EXERCISE OBJECTIVE: Give back exactly the lines from the one containing "In this photo, where can the white van" through the end of the records, including both, and no others.

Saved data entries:
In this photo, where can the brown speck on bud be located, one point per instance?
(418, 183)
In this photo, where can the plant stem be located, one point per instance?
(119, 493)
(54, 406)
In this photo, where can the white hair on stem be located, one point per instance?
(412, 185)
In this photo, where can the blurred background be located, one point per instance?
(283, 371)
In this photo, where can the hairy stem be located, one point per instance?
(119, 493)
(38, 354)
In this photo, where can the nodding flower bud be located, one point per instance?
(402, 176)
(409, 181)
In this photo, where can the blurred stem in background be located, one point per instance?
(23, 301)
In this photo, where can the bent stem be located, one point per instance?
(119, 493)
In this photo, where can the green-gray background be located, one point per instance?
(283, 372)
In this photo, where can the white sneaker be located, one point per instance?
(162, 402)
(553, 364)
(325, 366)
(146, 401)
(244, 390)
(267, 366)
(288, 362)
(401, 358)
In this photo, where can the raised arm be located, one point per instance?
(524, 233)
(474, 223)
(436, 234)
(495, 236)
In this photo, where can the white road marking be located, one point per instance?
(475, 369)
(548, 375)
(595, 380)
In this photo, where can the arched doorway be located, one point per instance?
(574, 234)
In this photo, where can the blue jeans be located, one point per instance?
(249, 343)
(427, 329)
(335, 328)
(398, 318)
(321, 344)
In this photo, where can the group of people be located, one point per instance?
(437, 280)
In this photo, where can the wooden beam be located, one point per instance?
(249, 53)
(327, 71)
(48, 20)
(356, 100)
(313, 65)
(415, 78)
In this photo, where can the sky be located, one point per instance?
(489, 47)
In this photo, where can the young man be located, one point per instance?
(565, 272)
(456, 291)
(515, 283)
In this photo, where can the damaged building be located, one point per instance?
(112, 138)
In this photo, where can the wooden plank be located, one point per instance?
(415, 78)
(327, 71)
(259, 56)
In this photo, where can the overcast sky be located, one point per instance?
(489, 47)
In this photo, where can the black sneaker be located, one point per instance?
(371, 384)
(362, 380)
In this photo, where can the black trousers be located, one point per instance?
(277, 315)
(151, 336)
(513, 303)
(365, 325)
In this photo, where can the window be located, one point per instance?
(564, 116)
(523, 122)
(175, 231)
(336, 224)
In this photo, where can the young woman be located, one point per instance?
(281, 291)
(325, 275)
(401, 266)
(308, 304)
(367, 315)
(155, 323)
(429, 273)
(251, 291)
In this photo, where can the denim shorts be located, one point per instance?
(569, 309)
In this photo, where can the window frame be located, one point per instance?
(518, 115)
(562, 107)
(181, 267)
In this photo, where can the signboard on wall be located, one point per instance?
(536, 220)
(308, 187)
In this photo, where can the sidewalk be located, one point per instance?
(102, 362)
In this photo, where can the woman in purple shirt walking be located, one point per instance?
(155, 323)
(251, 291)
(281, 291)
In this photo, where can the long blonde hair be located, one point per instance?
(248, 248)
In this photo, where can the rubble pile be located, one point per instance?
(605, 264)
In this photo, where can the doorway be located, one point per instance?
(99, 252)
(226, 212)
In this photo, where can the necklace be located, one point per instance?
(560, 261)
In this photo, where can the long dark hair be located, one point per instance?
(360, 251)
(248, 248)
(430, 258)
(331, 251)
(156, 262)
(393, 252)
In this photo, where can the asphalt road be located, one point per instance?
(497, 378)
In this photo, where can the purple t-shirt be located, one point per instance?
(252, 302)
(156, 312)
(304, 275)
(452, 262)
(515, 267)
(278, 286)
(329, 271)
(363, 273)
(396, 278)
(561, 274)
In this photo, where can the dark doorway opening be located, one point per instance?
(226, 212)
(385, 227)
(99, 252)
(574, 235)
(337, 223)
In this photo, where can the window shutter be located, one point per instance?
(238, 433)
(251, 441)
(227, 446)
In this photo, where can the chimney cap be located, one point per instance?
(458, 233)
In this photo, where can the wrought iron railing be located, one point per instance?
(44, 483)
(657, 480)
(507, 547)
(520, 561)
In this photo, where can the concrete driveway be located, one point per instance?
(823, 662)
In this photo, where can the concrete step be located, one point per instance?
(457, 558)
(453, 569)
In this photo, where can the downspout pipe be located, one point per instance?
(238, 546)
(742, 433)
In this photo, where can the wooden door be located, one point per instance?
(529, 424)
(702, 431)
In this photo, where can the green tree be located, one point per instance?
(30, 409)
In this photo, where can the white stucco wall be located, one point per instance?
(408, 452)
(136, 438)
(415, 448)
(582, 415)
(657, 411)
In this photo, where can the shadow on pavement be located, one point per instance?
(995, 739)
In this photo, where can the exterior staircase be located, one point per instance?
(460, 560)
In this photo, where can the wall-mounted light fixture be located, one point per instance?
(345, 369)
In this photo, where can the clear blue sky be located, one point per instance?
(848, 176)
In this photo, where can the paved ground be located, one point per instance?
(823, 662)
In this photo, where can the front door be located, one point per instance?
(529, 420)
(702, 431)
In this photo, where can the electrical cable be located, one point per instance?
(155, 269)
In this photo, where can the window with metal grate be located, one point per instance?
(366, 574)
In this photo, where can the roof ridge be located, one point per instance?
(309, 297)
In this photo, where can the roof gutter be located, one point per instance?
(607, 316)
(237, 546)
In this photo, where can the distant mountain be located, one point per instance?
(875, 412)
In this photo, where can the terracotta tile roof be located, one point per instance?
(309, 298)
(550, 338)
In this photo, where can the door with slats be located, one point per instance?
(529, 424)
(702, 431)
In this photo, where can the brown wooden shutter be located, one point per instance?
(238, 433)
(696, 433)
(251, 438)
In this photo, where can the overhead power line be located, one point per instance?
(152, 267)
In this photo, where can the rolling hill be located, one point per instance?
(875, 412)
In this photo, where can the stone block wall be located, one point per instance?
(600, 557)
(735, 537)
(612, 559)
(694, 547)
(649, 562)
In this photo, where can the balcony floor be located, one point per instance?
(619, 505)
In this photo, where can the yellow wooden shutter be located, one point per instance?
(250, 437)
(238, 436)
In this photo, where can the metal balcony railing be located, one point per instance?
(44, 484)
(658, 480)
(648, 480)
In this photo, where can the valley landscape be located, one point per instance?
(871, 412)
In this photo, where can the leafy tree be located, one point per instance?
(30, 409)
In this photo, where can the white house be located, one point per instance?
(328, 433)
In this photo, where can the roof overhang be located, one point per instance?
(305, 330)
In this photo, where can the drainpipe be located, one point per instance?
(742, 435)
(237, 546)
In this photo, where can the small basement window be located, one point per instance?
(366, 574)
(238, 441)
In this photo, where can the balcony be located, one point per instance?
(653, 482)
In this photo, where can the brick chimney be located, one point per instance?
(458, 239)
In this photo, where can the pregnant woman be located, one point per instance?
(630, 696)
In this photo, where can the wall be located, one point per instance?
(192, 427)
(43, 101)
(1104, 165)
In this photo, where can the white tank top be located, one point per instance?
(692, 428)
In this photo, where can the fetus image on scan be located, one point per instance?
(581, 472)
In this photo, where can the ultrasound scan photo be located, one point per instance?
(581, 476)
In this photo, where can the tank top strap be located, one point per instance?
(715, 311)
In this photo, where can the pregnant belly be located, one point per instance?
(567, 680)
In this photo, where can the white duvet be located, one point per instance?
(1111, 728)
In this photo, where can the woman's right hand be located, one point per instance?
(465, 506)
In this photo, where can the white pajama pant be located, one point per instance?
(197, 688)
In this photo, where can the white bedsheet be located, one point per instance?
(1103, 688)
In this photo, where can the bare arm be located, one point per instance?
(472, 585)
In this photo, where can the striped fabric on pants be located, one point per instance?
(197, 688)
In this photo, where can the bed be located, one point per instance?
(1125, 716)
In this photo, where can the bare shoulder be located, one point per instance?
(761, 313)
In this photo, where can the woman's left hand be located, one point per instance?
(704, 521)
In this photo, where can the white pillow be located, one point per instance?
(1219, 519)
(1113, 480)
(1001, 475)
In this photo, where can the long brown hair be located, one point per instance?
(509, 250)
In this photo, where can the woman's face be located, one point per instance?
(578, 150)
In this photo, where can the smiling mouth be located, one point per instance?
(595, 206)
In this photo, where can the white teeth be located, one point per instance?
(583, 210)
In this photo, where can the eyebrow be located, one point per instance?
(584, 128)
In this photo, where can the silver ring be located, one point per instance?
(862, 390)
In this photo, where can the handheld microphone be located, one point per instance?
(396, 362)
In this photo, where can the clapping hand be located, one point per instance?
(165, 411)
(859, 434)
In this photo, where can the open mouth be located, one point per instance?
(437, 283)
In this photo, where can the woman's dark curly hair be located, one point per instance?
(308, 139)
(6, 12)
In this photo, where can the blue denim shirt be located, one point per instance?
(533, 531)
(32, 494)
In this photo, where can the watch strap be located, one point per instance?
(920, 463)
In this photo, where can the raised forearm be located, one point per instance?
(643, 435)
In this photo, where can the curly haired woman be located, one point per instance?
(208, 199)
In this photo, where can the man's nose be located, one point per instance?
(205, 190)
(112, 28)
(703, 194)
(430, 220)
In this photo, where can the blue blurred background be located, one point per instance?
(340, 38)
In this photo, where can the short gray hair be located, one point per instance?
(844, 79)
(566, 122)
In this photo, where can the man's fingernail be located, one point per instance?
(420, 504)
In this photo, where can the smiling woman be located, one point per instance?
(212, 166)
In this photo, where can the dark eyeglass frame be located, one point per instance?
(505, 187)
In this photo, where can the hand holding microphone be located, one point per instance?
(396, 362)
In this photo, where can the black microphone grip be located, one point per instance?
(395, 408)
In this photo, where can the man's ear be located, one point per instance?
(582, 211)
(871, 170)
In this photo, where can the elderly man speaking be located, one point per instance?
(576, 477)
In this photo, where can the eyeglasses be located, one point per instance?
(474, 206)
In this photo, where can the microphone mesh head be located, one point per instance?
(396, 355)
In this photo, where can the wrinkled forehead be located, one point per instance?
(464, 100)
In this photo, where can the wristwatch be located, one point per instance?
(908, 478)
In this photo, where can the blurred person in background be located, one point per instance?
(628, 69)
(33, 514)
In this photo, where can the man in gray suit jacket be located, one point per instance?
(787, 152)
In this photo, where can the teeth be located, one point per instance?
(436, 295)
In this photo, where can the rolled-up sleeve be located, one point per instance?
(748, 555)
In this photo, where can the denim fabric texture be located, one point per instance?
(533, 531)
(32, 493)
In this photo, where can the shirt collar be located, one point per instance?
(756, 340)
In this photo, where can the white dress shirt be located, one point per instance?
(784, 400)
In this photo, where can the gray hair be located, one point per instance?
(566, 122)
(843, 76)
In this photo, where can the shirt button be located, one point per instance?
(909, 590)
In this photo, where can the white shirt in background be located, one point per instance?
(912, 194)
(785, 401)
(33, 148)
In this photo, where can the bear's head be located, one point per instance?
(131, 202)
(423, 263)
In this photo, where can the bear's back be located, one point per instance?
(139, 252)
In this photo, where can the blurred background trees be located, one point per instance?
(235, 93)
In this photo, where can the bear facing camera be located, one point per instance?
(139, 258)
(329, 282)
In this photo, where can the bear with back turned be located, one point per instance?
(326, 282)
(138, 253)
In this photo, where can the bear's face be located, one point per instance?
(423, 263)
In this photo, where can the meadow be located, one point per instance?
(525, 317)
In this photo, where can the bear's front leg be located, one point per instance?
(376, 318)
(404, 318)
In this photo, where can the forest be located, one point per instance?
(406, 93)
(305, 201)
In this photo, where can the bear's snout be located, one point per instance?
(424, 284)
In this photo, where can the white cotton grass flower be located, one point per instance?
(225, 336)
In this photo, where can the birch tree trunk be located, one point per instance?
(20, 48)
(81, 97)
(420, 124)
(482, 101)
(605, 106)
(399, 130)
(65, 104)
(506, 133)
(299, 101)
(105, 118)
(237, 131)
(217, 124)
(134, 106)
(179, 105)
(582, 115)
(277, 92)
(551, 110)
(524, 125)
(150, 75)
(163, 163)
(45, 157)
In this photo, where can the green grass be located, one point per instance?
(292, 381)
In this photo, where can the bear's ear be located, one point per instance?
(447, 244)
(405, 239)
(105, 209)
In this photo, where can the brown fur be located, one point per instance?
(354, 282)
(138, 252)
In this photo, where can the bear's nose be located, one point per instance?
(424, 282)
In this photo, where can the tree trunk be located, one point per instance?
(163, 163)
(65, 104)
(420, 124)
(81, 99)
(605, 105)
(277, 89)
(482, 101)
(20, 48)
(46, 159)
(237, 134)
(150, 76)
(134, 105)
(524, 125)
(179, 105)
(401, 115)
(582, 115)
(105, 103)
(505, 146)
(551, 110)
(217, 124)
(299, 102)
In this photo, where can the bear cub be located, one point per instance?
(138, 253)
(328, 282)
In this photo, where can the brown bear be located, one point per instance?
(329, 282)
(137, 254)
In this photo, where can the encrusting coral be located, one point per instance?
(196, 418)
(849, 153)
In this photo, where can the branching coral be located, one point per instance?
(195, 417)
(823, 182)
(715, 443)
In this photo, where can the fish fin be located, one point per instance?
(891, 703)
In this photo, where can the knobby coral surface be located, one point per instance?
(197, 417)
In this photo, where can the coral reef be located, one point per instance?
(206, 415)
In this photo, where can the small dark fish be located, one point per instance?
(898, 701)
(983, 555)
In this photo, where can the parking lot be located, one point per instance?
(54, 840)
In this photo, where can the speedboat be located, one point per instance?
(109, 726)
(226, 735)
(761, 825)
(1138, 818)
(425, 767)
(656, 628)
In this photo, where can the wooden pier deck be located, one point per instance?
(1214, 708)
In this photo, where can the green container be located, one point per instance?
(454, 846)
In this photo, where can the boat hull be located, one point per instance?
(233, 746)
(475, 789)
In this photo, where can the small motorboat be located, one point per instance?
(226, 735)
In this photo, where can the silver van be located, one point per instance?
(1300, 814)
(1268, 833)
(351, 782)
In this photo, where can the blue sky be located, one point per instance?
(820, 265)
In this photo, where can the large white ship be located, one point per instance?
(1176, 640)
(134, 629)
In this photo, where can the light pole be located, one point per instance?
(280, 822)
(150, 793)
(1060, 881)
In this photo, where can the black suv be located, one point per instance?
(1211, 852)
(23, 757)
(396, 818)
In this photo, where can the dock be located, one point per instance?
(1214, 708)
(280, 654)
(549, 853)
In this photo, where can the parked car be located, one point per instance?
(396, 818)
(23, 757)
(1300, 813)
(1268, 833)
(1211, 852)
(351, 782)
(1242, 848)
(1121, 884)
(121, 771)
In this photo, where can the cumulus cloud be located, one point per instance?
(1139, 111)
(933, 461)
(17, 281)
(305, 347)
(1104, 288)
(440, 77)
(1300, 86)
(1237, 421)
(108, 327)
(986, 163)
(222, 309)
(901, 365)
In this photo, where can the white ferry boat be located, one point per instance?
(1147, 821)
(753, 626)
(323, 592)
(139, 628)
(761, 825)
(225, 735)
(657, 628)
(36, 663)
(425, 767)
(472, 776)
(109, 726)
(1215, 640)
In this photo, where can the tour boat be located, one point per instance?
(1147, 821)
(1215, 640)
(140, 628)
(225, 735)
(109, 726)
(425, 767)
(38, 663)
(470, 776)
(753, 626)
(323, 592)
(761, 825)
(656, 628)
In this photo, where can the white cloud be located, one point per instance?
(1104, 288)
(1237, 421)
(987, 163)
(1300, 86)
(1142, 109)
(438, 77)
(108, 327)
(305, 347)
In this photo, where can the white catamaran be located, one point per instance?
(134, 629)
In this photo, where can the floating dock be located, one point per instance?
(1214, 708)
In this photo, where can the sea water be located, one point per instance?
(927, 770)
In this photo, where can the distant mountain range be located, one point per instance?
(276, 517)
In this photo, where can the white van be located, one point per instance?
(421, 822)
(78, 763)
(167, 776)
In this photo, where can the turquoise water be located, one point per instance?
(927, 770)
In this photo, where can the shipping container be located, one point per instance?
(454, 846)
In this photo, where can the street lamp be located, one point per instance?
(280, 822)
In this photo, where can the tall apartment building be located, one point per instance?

SOLUTION FOR THIS PROBLEM:
In this photo, where can the white van be located, one point per instance?
(421, 822)
(78, 763)
(167, 776)
In this photo, where can the turquoise water be located, one point per instance?
(927, 770)
In this photo, where can the shipping container be located, one point per instance?
(454, 846)
In this photo, where can the street lamp be located, one point per instance?
(280, 822)
In this photo, where can the tall apartment building be located, one point per instance?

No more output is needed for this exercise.